▶ EXERCISE
In the text about Nathan Chen, what nickname is he known by for his mastery of quadruple jumps?

▶ TEXT SECTION

- Opening Delimiter -

Nathan Chen


Nathan Wei Chen is an American figure skater. He is the 2022 Olympic champion, a three-time World champion, the 2017 Four Continents champion, a three-time Grand Prix Final champion, a ten-time Grand Prix medalist, the 2022 Olympic gold medalist in the team event, the 2018 Olympic bronze medalist in the team event, and a six-time U.S. national champion. At the junior level, Chen is the 2015–16 Junior Grand Prix Final champion, 2013–14 Junior Grand Prix Final bronze medalist, 2014 World Junior bronze medalist, and a six-time Junior Grand Prix medalist. He became the youngest skater to win a U.S. Championship at the novice level in 2010, at age ten, a title he successfully defended the following season.
Chen, who has been referred to as one of the greatest men's figure skaters of all time by various news outlets, holds the highest winning percentage in competitions in the modern era with a more-than-three-year winning streak from 2018 to 2021. Chen is renowned for performing some of the most technically challenging programs in the world and is acclaimed for surpassing the expected athletic standards in the sport. He is known as the "Quad King" for his mastery of quadruple jumps. Chen is the first skater to have successfully landed each of the five reverse take-off quadruple jumps in competition with a positive grade of execution. He has broken world and national records, and is the current world record holder for men in the short program and combined total score, and former world record holder in the free skate under the ISU Judging System. He currently holds the highest total scores of three major ISU competitions: the Olympics, the Four Continent Championships, and the Grand Prix Final. Chen is the first Asian American man to win U.S., world, and Olympic titles in single skating. At age 17, Chen became the youngest U.S. champion since Dick Button, and in 2022 became the first man to win six consecutive U.S. titles since Button. When Chen won the 2018 World Championships, he became the youngest World Champion since Evgeni Plushenko. In 2021, he became the first U.S. man to win three consecutive world titles since Scott Hamilton. He is the first and only single figure skater to win both team and singles gold medals in the same Olympic games.

- Closing Delimiter -

▶ EXTRACTED DATA
- Opening Delimiter -

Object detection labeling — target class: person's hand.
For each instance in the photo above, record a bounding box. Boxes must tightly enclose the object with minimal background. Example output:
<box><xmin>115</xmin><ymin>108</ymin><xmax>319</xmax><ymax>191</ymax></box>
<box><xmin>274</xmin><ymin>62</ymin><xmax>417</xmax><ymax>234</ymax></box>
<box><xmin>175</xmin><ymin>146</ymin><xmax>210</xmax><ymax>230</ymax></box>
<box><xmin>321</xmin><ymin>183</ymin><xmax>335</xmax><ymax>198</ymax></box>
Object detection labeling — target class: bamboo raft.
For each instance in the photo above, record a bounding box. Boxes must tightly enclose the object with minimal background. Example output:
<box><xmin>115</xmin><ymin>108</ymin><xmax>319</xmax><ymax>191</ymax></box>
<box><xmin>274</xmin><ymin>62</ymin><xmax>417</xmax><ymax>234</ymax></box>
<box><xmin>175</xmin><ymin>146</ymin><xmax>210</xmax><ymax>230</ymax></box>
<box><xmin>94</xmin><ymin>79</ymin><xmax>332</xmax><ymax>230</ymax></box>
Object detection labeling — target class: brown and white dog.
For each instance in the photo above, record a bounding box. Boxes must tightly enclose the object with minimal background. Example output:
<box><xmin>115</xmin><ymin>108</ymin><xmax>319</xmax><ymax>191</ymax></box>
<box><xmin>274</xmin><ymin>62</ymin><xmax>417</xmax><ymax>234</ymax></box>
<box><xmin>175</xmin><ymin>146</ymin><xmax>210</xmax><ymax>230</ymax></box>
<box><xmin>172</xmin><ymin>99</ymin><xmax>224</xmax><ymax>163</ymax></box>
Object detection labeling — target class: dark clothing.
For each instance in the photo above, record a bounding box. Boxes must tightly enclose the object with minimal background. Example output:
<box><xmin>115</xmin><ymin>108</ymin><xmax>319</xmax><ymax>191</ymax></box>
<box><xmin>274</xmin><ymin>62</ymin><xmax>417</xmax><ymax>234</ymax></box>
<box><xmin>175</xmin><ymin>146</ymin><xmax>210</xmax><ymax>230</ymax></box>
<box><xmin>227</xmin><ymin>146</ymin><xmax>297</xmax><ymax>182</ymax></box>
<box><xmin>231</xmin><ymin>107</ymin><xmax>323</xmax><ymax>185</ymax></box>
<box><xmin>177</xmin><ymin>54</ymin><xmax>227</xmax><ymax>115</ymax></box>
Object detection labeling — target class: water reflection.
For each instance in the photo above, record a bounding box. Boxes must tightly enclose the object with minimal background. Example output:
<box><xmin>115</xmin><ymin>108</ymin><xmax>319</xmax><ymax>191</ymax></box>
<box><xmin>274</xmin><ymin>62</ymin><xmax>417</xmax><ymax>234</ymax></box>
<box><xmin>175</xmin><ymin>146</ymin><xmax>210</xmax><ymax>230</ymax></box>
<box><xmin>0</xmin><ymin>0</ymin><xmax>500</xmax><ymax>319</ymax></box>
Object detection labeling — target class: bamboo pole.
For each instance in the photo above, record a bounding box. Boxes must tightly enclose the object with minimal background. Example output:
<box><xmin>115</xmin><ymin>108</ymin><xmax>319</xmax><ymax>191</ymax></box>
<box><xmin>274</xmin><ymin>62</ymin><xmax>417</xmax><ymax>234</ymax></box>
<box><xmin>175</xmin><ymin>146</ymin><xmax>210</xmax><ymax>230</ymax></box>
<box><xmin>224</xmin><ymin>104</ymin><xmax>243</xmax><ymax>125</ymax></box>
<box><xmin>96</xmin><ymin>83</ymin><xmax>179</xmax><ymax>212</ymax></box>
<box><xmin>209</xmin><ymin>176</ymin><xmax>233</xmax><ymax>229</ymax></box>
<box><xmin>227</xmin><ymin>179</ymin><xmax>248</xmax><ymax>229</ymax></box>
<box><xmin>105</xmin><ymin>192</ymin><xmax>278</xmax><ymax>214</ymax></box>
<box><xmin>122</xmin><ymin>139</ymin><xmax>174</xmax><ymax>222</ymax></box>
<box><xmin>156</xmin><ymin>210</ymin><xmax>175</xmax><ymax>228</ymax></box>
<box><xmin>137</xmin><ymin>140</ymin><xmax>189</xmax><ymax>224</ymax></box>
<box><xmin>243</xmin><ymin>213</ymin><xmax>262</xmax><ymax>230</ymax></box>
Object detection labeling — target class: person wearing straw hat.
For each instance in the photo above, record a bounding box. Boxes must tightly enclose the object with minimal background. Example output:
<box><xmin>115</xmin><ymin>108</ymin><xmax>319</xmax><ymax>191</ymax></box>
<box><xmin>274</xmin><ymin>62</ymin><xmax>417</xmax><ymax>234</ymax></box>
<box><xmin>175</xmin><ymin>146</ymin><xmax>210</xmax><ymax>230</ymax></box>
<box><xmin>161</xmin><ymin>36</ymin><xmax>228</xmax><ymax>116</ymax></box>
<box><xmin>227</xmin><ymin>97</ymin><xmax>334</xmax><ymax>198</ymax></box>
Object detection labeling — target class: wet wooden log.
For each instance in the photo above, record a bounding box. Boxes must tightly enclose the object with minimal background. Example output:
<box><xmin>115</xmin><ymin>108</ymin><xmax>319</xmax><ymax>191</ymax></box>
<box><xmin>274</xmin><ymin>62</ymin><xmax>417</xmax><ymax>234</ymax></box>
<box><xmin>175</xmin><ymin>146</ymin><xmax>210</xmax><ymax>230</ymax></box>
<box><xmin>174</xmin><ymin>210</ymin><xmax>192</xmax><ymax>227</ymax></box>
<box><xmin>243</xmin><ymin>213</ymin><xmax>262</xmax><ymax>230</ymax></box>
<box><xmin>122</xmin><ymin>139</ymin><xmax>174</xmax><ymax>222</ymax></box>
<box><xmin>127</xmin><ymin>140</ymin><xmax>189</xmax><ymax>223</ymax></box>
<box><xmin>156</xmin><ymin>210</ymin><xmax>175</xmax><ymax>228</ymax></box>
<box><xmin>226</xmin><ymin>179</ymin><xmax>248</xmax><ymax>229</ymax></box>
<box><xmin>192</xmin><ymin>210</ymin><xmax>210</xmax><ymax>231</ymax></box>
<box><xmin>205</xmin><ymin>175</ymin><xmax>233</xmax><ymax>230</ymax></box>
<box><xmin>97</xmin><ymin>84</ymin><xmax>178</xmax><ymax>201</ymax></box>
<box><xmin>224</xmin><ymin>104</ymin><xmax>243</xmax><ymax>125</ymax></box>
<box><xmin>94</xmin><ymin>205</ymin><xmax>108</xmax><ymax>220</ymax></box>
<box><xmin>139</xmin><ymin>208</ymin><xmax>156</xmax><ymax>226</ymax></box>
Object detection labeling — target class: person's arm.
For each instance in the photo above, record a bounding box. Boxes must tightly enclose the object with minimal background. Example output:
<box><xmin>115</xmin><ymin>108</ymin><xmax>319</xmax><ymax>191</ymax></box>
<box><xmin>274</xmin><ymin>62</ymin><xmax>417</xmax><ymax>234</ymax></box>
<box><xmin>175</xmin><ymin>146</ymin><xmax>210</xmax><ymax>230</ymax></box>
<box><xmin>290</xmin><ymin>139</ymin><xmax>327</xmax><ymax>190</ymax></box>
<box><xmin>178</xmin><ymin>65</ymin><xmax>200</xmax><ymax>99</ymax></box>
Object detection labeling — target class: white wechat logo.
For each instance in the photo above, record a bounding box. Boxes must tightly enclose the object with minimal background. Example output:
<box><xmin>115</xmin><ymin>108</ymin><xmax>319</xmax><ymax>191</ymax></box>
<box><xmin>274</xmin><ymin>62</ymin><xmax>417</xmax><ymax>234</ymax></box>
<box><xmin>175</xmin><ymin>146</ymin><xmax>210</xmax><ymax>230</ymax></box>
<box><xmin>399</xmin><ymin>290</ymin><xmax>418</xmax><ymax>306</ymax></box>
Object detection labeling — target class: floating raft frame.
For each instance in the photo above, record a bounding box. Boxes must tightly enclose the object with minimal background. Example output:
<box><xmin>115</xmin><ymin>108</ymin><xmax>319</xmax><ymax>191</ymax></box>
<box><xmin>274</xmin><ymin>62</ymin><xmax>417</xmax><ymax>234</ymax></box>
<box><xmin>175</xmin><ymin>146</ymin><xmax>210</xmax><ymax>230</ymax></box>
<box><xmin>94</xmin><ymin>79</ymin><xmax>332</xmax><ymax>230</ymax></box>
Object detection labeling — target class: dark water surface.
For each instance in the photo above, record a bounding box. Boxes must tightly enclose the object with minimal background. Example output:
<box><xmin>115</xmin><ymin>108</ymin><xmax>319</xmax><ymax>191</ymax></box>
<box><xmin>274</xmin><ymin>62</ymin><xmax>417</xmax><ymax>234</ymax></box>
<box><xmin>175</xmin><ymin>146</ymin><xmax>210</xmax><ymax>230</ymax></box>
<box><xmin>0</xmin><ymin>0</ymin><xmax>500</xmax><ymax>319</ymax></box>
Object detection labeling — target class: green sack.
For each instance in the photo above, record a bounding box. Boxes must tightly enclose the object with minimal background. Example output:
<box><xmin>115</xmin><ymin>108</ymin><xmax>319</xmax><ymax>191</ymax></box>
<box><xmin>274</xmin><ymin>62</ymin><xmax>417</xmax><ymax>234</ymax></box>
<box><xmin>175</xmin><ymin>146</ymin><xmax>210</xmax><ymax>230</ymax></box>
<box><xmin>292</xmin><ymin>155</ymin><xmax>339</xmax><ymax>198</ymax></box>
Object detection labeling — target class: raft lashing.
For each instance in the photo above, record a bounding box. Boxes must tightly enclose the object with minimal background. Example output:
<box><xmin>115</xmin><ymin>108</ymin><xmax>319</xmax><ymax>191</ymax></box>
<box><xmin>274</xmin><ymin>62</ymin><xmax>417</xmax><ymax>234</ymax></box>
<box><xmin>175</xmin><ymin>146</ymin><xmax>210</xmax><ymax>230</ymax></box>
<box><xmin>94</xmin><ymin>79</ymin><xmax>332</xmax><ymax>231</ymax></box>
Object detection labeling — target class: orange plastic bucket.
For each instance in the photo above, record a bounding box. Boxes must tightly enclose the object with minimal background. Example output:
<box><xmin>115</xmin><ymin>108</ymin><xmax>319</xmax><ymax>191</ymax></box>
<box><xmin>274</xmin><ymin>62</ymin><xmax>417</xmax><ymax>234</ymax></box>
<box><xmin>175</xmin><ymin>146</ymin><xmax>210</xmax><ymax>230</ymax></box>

- Closing Delimiter -

▶ EXERCISE OUTPUT
The "Quad King."